**Consignes à suivre:** Reproduisez intégralement, mot pour mot, l'extrait consacré aux manifestations des Arabes de Jaffa.

**Extrait retenu:**
★ ★ ★

Le cas de Jaffa est exemplaire. Les Arabes de cette ville, qui fait aujourd'hui partie de Tel-Aviv, ont violemment manifesté au lendemain de la tuerie de Hébron, et s'en sont pris aux passants et aux magasins d'une artère centrale. L'Intifadah déborderait-elle, pour englober les Arabes citoyens d'Israël ? On a vu des scènes semblables en Galilée et même dans les localités bédouines du Néguev, avec jets de pierres et drapeaux palestiniens. Cela donne curieusement raison au slogan, adopté depuis peu par le Conseil juif des territoires, à l'intention des habitants de la plaine côtière: "La Judée-Samarie et Gaza, c'est ici". Le sens premier de ce slogan est que les problèmes de sécurité des telaviviens, sont indissolublement liés à ceux des habitants d'Ariel ou de Kedoumim. Or on découvre que la formule s'applique - ou risque de s'appliquer demain - aux Arabes israéliens, qui sont des Arabes palestiniens, qui sont nombreux (bientôt un million) et dont le combat ne fait peut-être que commencer. A cet égard, l'acte du meurtrier de Hébron aura servi de révélateur.

★ ★ ★

**Données brutes:**
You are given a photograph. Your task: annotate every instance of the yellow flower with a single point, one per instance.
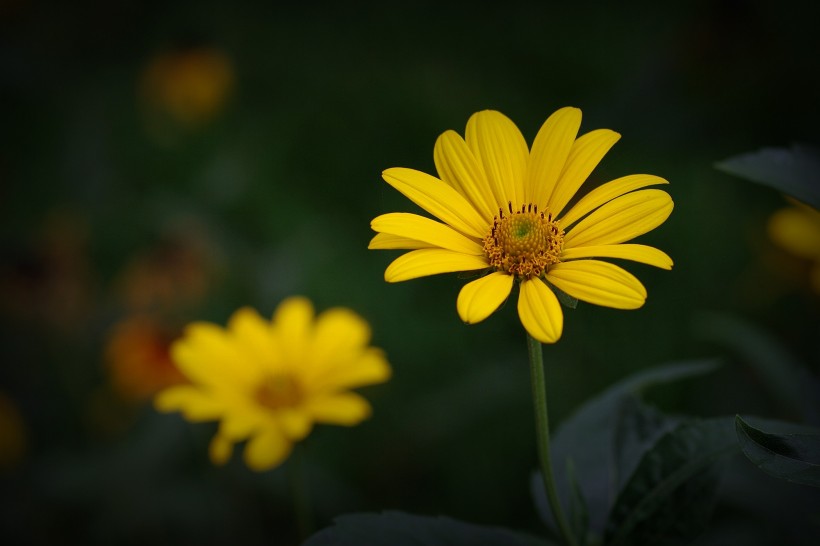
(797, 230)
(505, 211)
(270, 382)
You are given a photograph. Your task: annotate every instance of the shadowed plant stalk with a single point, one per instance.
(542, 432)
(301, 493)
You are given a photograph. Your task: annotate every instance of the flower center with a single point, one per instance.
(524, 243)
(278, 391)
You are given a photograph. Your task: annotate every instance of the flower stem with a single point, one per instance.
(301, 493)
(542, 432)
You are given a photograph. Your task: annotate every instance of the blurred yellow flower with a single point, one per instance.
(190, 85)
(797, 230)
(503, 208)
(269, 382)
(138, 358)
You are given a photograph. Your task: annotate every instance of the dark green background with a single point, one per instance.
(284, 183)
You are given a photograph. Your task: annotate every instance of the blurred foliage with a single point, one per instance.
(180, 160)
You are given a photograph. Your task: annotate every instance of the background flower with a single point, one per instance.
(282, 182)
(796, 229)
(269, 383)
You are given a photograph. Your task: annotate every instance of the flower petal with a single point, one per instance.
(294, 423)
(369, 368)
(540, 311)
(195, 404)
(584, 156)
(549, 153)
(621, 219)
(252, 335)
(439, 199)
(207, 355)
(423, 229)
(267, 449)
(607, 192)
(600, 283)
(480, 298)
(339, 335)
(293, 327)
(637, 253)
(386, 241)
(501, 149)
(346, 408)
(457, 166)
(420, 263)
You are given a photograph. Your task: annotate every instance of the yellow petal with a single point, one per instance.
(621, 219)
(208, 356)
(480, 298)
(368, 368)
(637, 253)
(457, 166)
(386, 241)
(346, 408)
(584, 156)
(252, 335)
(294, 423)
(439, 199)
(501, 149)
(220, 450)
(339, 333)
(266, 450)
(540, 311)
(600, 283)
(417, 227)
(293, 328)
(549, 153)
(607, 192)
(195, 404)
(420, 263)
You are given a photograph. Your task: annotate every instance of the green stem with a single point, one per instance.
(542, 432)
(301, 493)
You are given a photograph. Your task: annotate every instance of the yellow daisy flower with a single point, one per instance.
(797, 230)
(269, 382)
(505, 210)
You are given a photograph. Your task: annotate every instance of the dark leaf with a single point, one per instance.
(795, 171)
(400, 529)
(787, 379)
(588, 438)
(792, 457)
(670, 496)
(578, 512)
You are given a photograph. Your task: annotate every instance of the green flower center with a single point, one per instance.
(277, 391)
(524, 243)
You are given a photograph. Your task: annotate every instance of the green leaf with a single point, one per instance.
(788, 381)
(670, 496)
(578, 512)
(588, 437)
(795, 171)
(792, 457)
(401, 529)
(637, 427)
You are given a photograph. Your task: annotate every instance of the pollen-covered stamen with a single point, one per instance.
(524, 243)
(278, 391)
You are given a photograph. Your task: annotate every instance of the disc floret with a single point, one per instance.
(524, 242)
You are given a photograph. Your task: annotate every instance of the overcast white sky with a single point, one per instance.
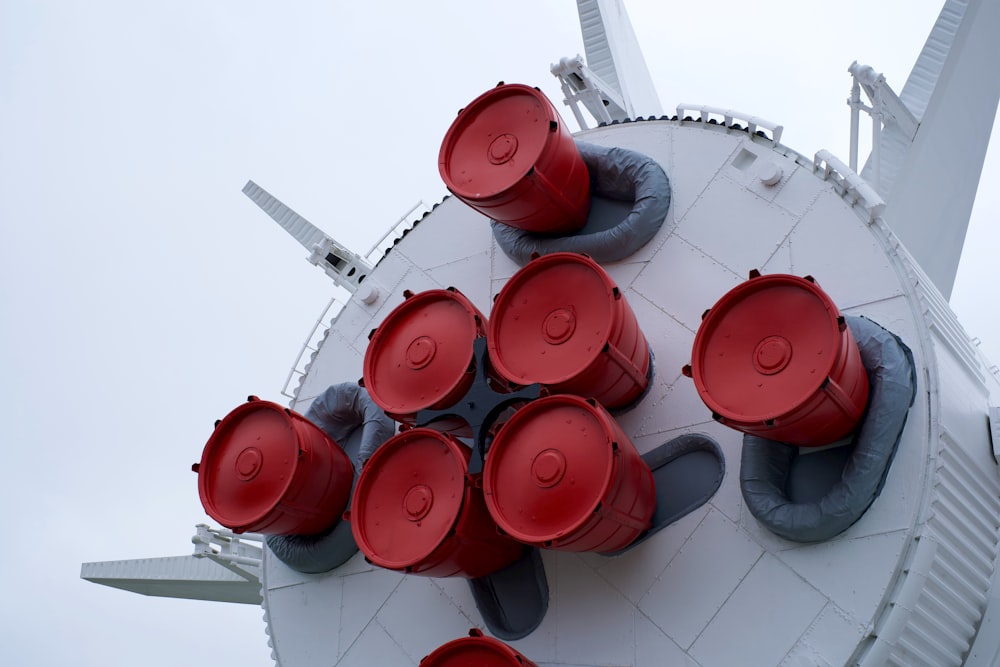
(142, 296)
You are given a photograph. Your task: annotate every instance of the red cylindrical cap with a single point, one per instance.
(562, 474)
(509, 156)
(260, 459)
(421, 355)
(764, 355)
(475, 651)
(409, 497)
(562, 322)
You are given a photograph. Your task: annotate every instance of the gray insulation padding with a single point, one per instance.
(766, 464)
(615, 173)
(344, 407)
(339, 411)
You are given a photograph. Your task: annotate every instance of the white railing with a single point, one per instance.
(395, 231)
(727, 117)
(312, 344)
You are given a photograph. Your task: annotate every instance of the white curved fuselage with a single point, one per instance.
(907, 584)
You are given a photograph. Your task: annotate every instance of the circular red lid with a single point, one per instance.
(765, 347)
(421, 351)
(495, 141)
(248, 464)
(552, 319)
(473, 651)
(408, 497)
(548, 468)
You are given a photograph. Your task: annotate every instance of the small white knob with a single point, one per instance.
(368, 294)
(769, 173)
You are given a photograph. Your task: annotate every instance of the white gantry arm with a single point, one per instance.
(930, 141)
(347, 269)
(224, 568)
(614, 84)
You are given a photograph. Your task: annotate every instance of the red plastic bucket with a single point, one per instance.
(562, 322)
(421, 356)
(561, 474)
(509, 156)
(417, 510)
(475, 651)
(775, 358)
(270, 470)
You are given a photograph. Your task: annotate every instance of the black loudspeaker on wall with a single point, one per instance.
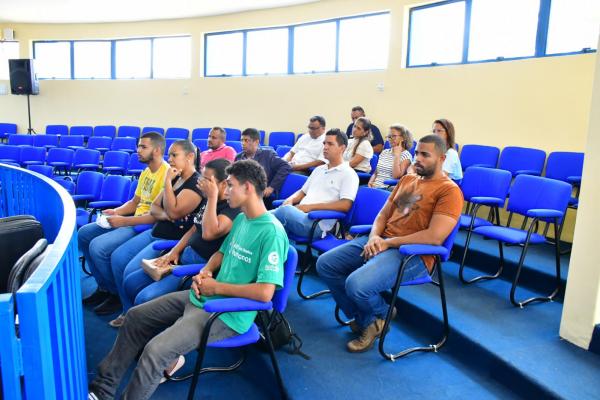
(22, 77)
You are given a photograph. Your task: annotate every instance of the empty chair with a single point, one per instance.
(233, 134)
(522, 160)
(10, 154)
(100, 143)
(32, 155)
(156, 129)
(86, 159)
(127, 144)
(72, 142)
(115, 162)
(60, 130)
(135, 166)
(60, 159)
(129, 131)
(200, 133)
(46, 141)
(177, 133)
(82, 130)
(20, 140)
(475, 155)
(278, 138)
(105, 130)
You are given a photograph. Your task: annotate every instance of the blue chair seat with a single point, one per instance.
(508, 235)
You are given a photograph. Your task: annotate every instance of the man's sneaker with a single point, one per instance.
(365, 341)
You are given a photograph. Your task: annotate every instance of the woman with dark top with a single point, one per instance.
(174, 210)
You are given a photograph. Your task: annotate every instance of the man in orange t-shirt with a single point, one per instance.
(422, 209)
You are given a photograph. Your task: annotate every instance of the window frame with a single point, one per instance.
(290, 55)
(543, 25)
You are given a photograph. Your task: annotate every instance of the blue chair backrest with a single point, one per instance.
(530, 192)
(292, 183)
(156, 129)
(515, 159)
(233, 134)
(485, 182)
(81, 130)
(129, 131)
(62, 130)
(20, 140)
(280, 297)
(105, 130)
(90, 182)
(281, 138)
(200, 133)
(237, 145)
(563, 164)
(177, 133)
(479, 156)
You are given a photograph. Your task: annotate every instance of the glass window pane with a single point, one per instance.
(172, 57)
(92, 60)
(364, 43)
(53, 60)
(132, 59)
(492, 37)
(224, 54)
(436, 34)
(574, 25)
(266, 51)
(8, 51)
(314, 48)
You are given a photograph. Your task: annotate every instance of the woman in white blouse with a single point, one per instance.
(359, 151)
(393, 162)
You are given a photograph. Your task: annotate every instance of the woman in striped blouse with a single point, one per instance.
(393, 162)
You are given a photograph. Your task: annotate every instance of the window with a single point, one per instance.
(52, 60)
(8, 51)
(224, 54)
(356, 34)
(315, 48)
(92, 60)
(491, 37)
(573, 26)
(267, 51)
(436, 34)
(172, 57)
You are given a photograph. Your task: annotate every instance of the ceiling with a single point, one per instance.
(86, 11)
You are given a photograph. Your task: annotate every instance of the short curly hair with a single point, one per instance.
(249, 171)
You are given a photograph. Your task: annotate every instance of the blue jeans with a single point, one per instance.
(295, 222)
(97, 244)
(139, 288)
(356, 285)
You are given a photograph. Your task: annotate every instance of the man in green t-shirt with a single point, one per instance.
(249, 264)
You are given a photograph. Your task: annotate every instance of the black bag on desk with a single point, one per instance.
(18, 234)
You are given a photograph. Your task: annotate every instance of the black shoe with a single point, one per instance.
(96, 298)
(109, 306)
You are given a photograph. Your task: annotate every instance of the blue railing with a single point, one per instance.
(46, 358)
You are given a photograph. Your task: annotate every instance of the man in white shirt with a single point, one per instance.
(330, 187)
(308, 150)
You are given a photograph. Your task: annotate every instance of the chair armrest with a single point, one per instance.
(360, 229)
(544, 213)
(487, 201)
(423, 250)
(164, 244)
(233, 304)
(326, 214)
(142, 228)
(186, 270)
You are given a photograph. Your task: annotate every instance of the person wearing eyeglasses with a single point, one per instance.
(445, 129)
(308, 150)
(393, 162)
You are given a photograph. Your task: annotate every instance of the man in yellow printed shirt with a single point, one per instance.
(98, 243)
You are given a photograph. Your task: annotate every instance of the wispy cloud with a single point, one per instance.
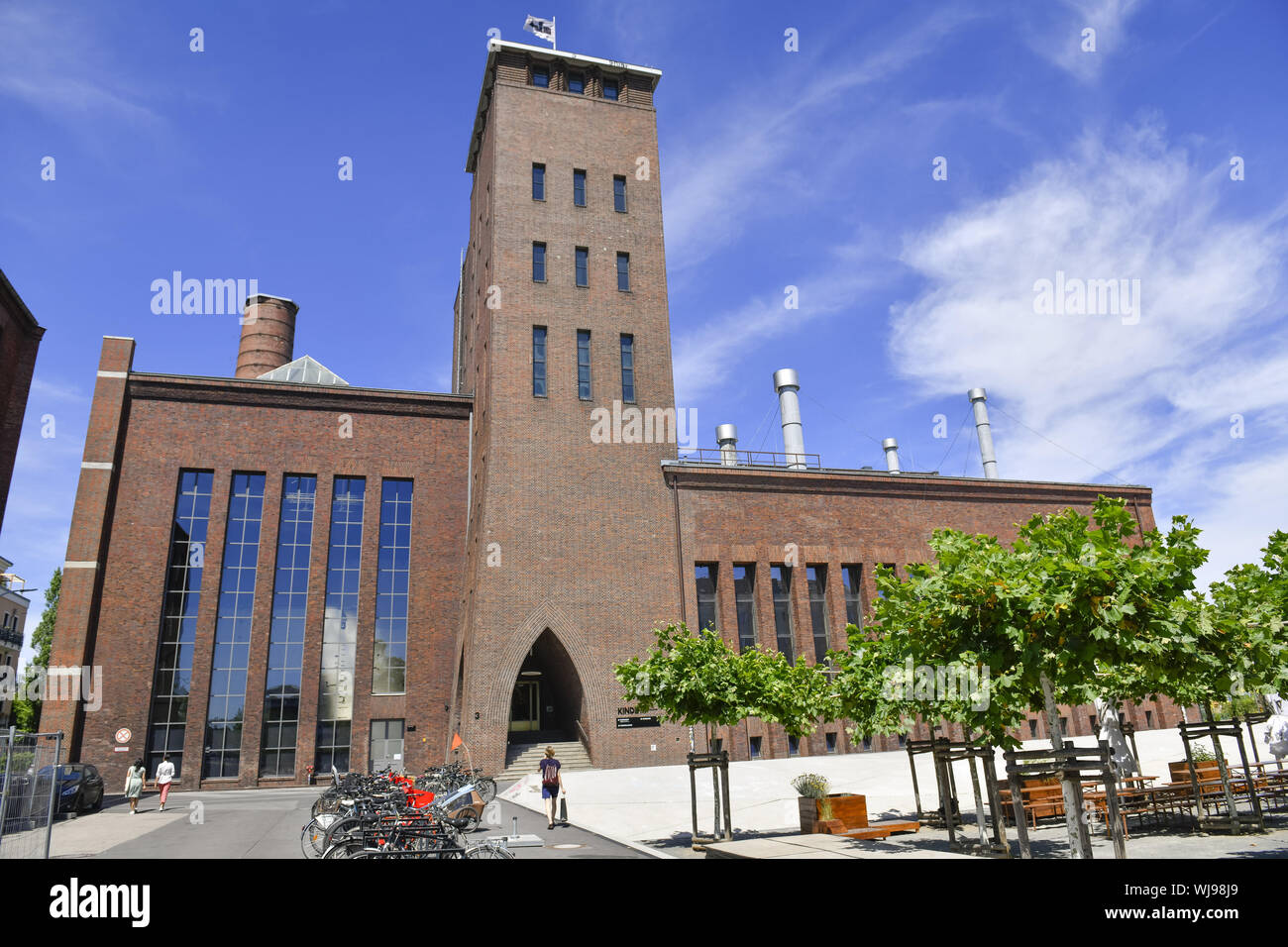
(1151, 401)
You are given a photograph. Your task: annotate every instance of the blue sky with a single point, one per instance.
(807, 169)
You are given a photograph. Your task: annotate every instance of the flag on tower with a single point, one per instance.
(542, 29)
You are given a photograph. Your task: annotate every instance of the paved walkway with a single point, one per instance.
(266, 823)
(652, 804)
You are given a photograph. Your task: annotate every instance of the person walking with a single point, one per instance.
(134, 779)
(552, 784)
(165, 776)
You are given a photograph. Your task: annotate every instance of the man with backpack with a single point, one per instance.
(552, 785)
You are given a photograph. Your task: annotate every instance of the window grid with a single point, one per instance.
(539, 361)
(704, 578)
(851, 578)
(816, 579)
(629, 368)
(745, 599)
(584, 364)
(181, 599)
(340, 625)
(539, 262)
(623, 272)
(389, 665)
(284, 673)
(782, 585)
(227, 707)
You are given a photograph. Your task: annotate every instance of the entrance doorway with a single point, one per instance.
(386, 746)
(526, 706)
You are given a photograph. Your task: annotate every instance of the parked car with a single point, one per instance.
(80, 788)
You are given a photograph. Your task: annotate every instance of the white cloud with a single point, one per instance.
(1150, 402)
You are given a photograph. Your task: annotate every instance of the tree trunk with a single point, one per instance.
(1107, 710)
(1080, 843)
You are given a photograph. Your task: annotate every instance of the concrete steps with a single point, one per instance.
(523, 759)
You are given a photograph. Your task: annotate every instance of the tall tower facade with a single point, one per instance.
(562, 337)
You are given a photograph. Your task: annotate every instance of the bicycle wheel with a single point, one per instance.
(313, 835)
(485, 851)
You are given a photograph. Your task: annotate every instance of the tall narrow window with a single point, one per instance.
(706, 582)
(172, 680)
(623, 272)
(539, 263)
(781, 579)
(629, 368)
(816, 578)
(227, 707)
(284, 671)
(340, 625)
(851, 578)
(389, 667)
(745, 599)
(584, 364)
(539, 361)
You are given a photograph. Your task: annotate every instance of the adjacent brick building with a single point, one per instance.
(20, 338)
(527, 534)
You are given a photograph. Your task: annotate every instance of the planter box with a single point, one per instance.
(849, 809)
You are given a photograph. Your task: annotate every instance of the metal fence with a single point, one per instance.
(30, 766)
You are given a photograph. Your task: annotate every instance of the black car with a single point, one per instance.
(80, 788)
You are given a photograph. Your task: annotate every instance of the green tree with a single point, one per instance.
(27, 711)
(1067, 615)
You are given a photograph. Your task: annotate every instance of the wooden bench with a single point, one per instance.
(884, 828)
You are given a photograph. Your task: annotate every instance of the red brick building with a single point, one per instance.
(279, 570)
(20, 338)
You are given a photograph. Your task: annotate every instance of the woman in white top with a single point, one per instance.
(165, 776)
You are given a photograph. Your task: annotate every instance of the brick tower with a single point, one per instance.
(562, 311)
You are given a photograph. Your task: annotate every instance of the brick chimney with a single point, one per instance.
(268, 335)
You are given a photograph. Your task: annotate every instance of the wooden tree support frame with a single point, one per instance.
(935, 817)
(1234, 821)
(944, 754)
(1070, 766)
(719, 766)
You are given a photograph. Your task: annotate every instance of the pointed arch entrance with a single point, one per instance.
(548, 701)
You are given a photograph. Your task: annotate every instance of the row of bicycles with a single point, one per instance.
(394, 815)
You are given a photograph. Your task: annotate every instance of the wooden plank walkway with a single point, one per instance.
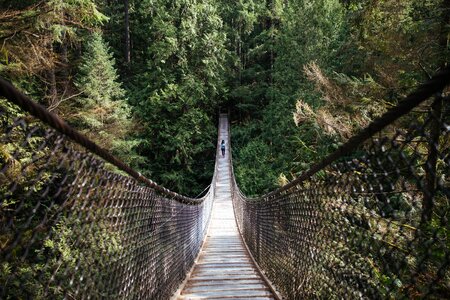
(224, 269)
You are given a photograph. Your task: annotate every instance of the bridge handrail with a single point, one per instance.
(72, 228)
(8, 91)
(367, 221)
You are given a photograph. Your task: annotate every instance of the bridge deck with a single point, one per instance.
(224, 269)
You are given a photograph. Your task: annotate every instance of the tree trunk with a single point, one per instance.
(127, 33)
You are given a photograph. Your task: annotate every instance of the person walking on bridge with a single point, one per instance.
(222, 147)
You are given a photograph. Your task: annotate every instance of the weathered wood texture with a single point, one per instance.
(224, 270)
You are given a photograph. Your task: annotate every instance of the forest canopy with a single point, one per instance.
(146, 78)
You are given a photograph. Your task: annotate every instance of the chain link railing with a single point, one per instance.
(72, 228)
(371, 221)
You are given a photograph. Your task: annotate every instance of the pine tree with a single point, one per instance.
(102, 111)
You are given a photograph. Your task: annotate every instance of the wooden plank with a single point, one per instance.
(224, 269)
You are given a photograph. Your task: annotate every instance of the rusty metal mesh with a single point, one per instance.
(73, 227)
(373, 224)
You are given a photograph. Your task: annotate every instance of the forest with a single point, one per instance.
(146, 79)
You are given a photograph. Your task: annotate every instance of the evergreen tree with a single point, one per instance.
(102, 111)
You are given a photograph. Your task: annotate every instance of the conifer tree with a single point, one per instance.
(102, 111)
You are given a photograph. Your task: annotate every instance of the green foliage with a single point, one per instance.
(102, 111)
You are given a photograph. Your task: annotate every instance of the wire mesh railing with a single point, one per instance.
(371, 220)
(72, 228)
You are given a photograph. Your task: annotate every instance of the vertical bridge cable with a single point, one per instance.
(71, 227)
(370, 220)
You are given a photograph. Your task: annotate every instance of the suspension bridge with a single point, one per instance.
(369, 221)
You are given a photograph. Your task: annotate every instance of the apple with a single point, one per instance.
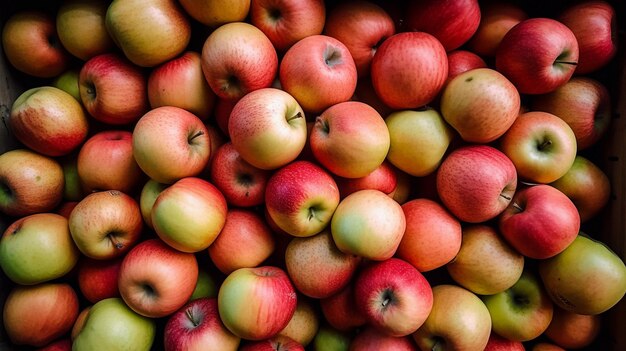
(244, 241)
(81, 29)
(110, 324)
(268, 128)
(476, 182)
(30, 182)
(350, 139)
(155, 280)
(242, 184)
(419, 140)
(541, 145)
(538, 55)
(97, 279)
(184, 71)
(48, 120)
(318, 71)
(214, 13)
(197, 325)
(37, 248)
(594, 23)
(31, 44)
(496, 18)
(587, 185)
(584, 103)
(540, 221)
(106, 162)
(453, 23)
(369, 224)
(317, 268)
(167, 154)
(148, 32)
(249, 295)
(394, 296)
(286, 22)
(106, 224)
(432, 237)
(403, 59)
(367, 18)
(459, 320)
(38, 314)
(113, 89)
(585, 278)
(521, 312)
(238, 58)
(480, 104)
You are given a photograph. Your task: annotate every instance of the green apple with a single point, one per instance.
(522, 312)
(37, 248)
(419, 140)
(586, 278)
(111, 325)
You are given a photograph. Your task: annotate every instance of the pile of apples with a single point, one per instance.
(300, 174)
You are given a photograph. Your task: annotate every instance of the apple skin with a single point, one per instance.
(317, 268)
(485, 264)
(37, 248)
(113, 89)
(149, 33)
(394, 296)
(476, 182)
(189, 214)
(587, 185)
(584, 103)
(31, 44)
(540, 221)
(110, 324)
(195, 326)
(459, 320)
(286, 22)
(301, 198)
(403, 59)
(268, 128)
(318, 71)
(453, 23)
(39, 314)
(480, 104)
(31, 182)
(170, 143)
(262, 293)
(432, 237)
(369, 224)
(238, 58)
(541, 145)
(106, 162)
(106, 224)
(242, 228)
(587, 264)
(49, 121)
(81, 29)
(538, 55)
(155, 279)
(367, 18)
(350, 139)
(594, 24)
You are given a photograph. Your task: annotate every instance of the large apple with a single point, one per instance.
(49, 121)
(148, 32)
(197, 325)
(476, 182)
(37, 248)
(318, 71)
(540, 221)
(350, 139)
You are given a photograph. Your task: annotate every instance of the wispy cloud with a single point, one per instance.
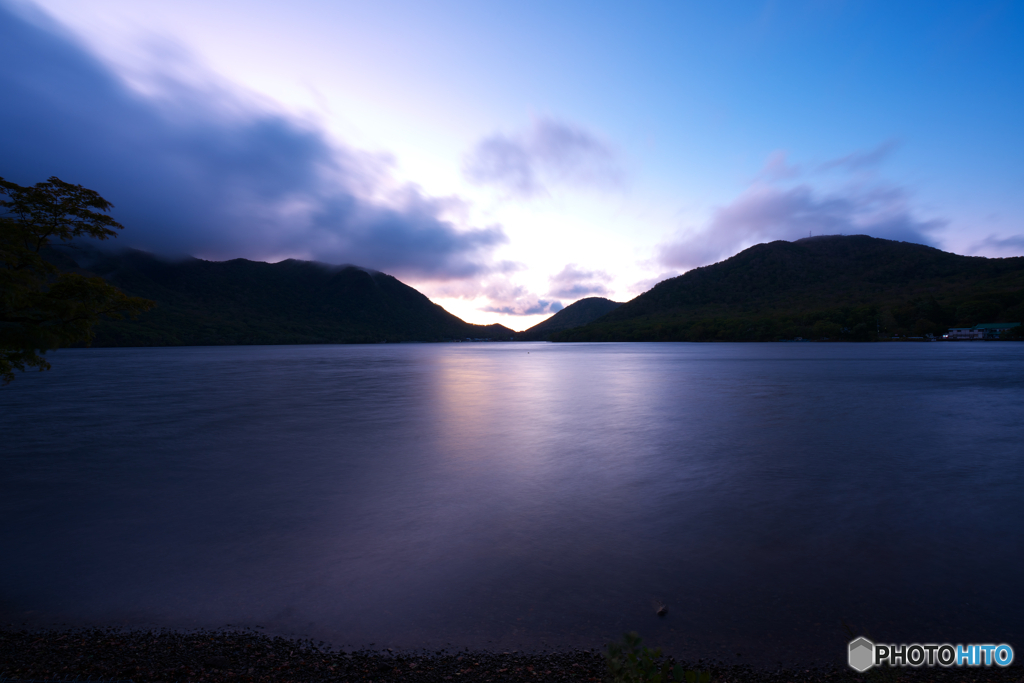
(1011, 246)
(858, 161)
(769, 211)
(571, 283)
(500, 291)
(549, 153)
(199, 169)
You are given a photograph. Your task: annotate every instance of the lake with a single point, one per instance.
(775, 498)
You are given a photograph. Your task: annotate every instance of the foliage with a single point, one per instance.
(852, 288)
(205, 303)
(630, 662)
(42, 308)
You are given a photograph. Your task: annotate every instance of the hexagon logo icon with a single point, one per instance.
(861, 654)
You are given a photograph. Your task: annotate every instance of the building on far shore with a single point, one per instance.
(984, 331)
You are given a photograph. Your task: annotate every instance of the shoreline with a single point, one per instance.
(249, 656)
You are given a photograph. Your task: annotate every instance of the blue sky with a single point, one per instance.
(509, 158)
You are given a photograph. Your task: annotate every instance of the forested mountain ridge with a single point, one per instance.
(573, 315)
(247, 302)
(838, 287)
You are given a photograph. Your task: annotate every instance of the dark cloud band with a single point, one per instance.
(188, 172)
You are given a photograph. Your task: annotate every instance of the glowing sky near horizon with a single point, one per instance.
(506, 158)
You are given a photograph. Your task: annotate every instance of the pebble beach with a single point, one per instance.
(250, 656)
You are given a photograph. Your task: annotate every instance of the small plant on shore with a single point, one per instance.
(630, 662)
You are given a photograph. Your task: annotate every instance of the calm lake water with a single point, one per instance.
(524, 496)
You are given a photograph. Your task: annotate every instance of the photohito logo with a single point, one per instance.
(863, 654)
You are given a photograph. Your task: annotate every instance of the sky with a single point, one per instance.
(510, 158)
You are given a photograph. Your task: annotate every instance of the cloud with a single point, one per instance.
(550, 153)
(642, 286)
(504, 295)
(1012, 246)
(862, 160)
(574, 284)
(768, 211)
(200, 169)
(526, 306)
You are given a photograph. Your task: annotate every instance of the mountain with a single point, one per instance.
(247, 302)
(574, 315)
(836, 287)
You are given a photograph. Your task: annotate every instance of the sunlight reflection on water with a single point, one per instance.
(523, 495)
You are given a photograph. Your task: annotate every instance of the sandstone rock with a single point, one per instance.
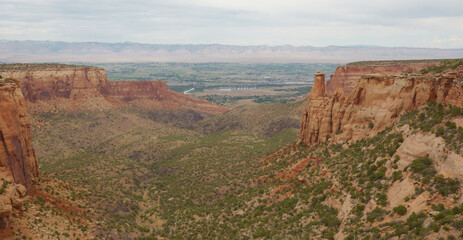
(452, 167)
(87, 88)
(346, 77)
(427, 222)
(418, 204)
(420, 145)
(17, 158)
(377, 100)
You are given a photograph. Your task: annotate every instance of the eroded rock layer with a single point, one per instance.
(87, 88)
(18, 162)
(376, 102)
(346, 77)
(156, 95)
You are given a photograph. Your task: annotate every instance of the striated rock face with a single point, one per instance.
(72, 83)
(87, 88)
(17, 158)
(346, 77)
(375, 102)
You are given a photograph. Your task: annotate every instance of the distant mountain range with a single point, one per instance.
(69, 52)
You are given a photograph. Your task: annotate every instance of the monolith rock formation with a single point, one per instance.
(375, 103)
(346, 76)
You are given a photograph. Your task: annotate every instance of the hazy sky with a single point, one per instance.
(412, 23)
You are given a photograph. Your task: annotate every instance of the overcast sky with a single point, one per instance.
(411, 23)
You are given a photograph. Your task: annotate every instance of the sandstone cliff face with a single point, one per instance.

★ ★ ★

**Corrigé proposé:**
Le cas de Jaffa est exemplaire. Les Arabes de cette ville, qui fait aujourd'hui partie de Tel-Aviv, ont violemment manifesté au lendemain de la tuerie de Hébron, et s'en sont pris aux passants et aux magasins d'une artère centrale. L'Intifadah déborderait-elle, pour englober les Arabes citoyens d'Israël ? On a vu des scènes semblables en Galilée et même dans les localités bédouines du Néguev, avec jets de pierres et drapeaux palestiniens. Cela donne curieusement raison au slogan, adopté depuis peu par le Conseil juif des territoires, à l'intention des habitants de la plaine côtière: "La Judée-Samarie et Gaza, c'est ici". Le sens premier de ce slogan est que les problèmes de sécurité des telaviviens, sont indissolublement liés à ceux des habitants d'Ariel ou de Kedoumim. Or on découvre que la formule s'applique - ou risque de s'appliquer demain - aux Arabes israéliens, qui sont des Arabes palestiniens, qui sont nombreux (bientôt un million) et dont le combat ne fait peut-être que commencer. A cet égard, l'acte du meurtrier de Hébron aura servi de révélateur.